Which lines in the data below contain the word "bare"? List each of them in full.

───── Recorded information ─────

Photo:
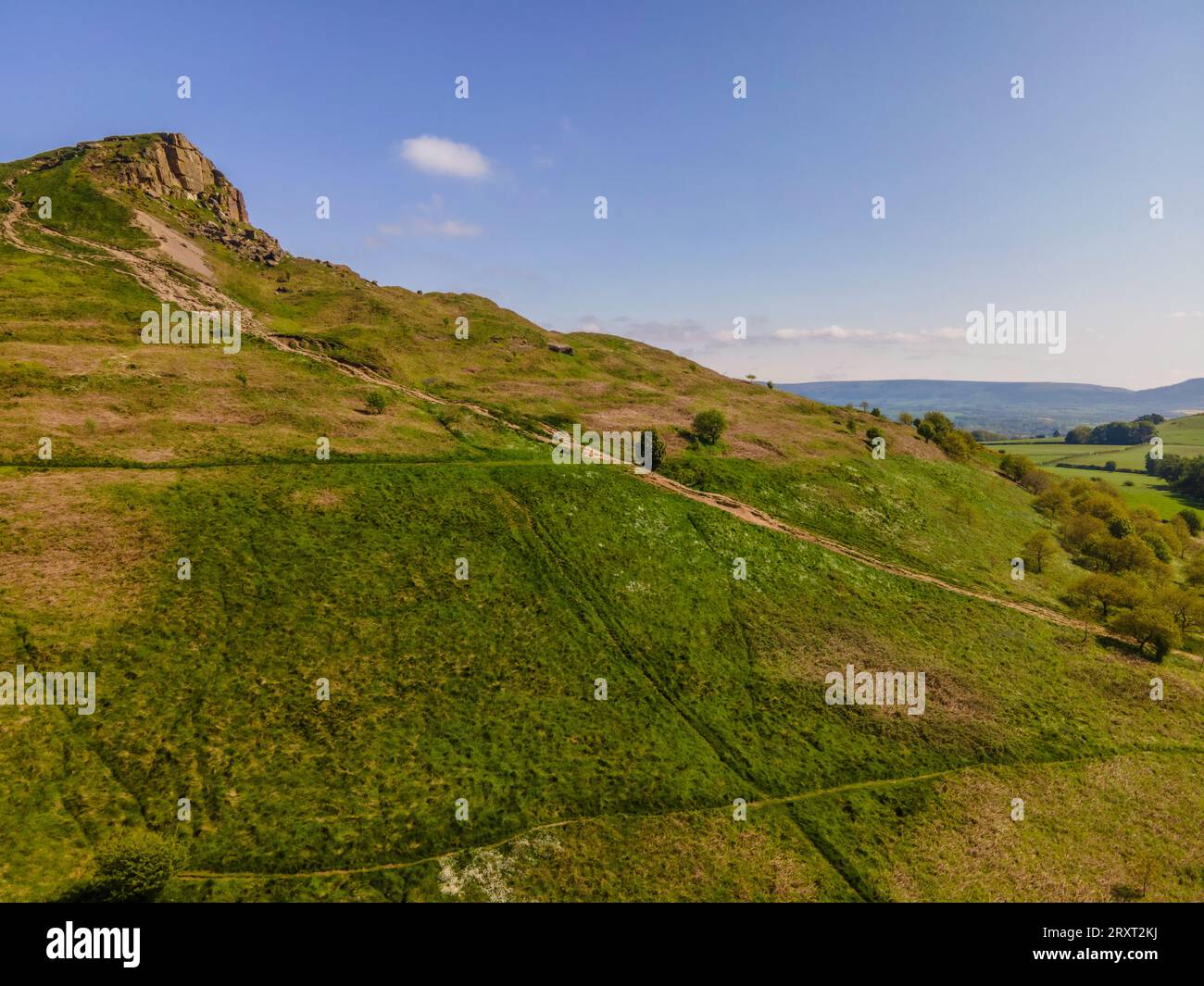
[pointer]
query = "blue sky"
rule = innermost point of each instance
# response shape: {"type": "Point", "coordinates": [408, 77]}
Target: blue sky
{"type": "Point", "coordinates": [717, 207]}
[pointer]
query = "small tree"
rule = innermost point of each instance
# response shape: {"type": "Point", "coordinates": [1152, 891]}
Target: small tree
{"type": "Point", "coordinates": [709, 426]}
{"type": "Point", "coordinates": [1150, 628]}
{"type": "Point", "coordinates": [136, 866]}
{"type": "Point", "coordinates": [1036, 549]}
{"type": "Point", "coordinates": [658, 450]}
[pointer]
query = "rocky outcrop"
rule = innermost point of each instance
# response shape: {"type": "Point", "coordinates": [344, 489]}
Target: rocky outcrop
{"type": "Point", "coordinates": [171, 165]}
{"type": "Point", "coordinates": [245, 241]}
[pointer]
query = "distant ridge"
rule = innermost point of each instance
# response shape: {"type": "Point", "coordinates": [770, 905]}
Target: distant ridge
{"type": "Point", "coordinates": [1019, 408]}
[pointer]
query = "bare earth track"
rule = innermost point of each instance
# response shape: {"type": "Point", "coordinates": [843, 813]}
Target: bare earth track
{"type": "Point", "coordinates": [192, 292]}
{"type": "Point", "coordinates": [167, 284]}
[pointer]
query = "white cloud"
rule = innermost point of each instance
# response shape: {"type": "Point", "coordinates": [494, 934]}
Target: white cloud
{"type": "Point", "coordinates": [438, 156]}
{"type": "Point", "coordinates": [842, 333]}
{"type": "Point", "coordinates": [428, 220]}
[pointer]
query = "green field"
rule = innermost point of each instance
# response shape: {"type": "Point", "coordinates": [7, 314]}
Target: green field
{"type": "Point", "coordinates": [1181, 436]}
{"type": "Point", "coordinates": [482, 693]}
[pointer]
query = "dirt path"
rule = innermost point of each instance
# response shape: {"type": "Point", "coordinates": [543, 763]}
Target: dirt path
{"type": "Point", "coordinates": [203, 874]}
{"type": "Point", "coordinates": [168, 285]}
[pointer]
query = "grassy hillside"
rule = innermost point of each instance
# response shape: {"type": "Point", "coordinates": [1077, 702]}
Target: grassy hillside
{"type": "Point", "coordinates": [1181, 436]}
{"type": "Point", "coordinates": [485, 688]}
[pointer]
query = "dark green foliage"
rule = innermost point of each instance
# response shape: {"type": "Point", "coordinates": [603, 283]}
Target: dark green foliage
{"type": "Point", "coordinates": [709, 426]}
{"type": "Point", "coordinates": [135, 866]}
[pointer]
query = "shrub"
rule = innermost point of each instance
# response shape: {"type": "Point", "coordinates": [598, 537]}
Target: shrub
{"type": "Point", "coordinates": [1191, 519]}
{"type": "Point", "coordinates": [658, 448]}
{"type": "Point", "coordinates": [1150, 628]}
{"type": "Point", "coordinates": [136, 866]}
{"type": "Point", "coordinates": [709, 426]}
{"type": "Point", "coordinates": [1120, 528]}
{"type": "Point", "coordinates": [1036, 549]}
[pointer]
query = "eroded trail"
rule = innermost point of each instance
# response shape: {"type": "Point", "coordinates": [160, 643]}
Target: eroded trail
{"type": "Point", "coordinates": [766, 802]}
{"type": "Point", "coordinates": [192, 293]}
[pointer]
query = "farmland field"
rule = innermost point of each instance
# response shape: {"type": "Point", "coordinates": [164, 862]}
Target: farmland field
{"type": "Point", "coordinates": [1183, 436]}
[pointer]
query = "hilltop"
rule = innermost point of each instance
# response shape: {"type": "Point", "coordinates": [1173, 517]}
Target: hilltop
{"type": "Point", "coordinates": [1012, 408]}
{"type": "Point", "coordinates": [484, 689]}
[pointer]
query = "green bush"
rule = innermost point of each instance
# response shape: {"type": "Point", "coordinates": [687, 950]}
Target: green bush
{"type": "Point", "coordinates": [709, 426]}
{"type": "Point", "coordinates": [136, 866]}
{"type": "Point", "coordinates": [658, 448]}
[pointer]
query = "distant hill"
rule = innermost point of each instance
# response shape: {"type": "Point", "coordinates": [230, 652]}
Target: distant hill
{"type": "Point", "coordinates": [1010, 408]}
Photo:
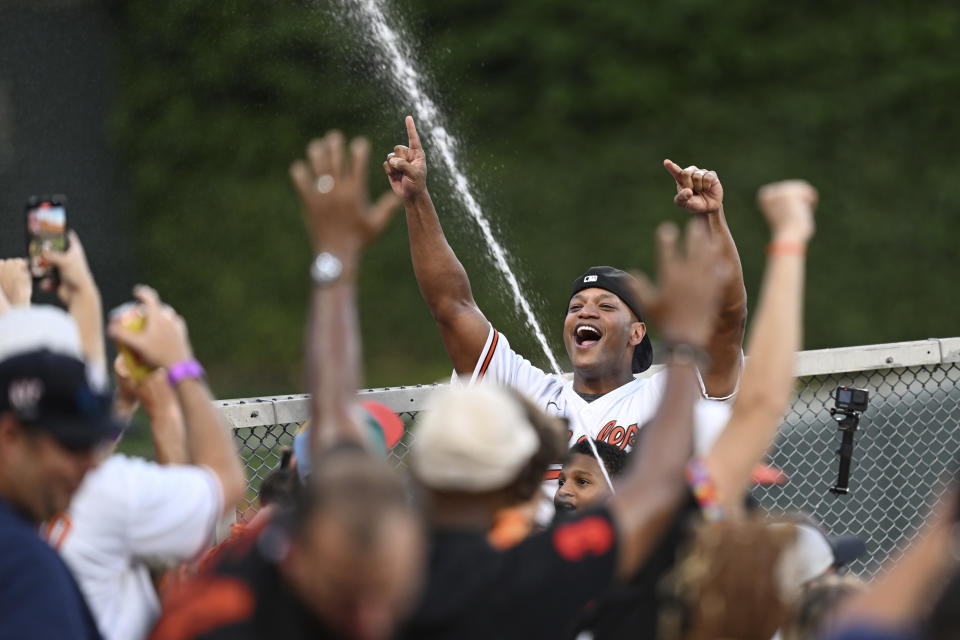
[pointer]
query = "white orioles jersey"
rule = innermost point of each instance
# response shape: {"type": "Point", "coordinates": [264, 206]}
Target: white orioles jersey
{"type": "Point", "coordinates": [126, 513]}
{"type": "Point", "coordinates": [615, 417]}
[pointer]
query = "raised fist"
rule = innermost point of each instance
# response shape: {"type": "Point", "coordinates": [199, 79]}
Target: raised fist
{"type": "Point", "coordinates": [788, 207]}
{"type": "Point", "coordinates": [698, 190]}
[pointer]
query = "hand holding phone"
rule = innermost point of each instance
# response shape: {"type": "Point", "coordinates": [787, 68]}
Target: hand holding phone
{"type": "Point", "coordinates": [46, 231]}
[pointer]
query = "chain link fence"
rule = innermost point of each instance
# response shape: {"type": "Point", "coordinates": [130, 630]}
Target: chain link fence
{"type": "Point", "coordinates": [904, 453]}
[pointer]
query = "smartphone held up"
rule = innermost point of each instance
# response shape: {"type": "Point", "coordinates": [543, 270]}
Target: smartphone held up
{"type": "Point", "coordinates": [46, 231]}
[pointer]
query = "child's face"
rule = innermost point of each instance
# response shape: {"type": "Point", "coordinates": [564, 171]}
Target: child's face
{"type": "Point", "coordinates": [582, 485]}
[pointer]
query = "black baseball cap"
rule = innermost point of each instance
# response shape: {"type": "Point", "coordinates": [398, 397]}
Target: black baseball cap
{"type": "Point", "coordinates": [619, 283]}
{"type": "Point", "coordinates": [52, 392]}
{"type": "Point", "coordinates": [45, 383]}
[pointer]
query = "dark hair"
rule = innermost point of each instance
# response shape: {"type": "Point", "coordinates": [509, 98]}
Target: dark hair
{"type": "Point", "coordinates": [614, 458]}
{"type": "Point", "coordinates": [818, 604]}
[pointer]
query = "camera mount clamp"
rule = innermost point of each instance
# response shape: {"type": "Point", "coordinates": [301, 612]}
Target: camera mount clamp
{"type": "Point", "coordinates": [847, 422]}
{"type": "Point", "coordinates": [850, 404]}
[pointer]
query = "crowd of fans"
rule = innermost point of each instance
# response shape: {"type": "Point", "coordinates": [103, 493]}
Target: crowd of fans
{"type": "Point", "coordinates": [609, 505]}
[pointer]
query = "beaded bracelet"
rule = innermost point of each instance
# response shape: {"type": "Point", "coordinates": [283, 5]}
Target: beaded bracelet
{"type": "Point", "coordinates": [704, 490]}
{"type": "Point", "coordinates": [184, 370]}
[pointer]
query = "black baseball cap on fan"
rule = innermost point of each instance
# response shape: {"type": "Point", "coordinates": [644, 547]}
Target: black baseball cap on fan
{"type": "Point", "coordinates": [51, 392]}
{"type": "Point", "coordinates": [619, 283]}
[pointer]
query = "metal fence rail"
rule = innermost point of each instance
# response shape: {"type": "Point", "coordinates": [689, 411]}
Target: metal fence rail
{"type": "Point", "coordinates": [905, 449]}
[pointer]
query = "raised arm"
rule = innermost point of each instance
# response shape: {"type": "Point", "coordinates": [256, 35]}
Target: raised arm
{"type": "Point", "coordinates": [699, 191]}
{"type": "Point", "coordinates": [79, 292]}
{"type": "Point", "coordinates": [341, 223]}
{"type": "Point", "coordinates": [775, 337]}
{"type": "Point", "coordinates": [442, 279]}
{"type": "Point", "coordinates": [684, 309]}
{"type": "Point", "coordinates": [163, 343]}
{"type": "Point", "coordinates": [16, 285]}
{"type": "Point", "coordinates": [160, 404]}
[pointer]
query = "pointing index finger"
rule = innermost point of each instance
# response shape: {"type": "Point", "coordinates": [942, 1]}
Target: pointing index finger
{"type": "Point", "coordinates": [412, 133]}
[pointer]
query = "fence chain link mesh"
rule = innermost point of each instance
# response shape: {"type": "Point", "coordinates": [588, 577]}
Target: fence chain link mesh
{"type": "Point", "coordinates": [904, 453]}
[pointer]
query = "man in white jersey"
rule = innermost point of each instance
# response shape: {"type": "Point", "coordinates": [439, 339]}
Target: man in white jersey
{"type": "Point", "coordinates": [603, 332]}
{"type": "Point", "coordinates": [129, 511]}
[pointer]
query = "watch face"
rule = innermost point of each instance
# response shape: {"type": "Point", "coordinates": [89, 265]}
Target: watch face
{"type": "Point", "coordinates": [326, 268]}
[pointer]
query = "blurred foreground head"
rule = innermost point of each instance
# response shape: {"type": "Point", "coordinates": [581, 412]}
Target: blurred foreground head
{"type": "Point", "coordinates": [738, 579]}
{"type": "Point", "coordinates": [486, 443]}
{"type": "Point", "coordinates": [53, 420]}
{"type": "Point", "coordinates": [352, 547]}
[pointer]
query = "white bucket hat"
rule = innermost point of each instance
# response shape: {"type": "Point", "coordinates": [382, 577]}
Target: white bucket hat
{"type": "Point", "coordinates": [472, 439]}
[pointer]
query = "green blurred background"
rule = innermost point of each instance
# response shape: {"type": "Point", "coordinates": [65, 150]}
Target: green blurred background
{"type": "Point", "coordinates": [171, 126]}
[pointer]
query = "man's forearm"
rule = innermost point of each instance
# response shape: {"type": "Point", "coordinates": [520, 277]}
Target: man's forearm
{"type": "Point", "coordinates": [768, 381]}
{"type": "Point", "coordinates": [725, 346]}
{"type": "Point", "coordinates": [442, 279]}
{"type": "Point", "coordinates": [87, 311]}
{"type": "Point", "coordinates": [169, 436]}
{"type": "Point", "coordinates": [655, 486]}
{"type": "Point", "coordinates": [334, 361]}
{"type": "Point", "coordinates": [209, 440]}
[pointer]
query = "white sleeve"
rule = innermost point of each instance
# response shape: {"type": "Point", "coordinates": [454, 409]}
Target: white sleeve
{"type": "Point", "coordinates": [173, 510]}
{"type": "Point", "coordinates": [499, 363]}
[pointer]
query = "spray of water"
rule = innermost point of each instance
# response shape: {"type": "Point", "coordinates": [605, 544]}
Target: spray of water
{"type": "Point", "coordinates": [399, 70]}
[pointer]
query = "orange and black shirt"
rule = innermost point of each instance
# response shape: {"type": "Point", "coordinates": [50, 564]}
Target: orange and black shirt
{"type": "Point", "coordinates": [532, 590]}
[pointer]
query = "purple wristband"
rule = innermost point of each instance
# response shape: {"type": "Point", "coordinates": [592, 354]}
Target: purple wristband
{"type": "Point", "coordinates": [184, 370]}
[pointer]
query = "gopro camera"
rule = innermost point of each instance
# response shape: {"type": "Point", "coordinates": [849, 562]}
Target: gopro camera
{"type": "Point", "coordinates": [849, 403]}
{"type": "Point", "coordinates": [850, 400]}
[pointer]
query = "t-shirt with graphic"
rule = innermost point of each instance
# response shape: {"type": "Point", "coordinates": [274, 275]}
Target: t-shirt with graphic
{"type": "Point", "coordinates": [243, 598]}
{"type": "Point", "coordinates": [532, 590]}
{"type": "Point", "coordinates": [128, 512]}
{"type": "Point", "coordinates": [38, 596]}
{"type": "Point", "coordinates": [615, 417]}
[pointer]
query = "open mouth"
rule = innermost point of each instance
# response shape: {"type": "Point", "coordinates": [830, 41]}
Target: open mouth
{"type": "Point", "coordinates": [565, 507]}
{"type": "Point", "coordinates": [586, 335]}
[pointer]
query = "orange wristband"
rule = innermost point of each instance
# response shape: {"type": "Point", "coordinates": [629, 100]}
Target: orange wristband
{"type": "Point", "coordinates": [786, 249]}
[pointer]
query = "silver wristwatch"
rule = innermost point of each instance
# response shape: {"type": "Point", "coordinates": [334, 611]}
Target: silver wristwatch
{"type": "Point", "coordinates": [325, 269]}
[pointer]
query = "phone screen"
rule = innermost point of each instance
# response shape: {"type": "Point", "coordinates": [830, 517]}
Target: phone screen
{"type": "Point", "coordinates": [46, 231]}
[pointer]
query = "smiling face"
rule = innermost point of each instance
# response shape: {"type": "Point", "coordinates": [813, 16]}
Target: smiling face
{"type": "Point", "coordinates": [37, 474]}
{"type": "Point", "coordinates": [600, 333]}
{"type": "Point", "coordinates": [582, 485]}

─────

Exercise result:
query = "bare earth track"
Target: bare earth track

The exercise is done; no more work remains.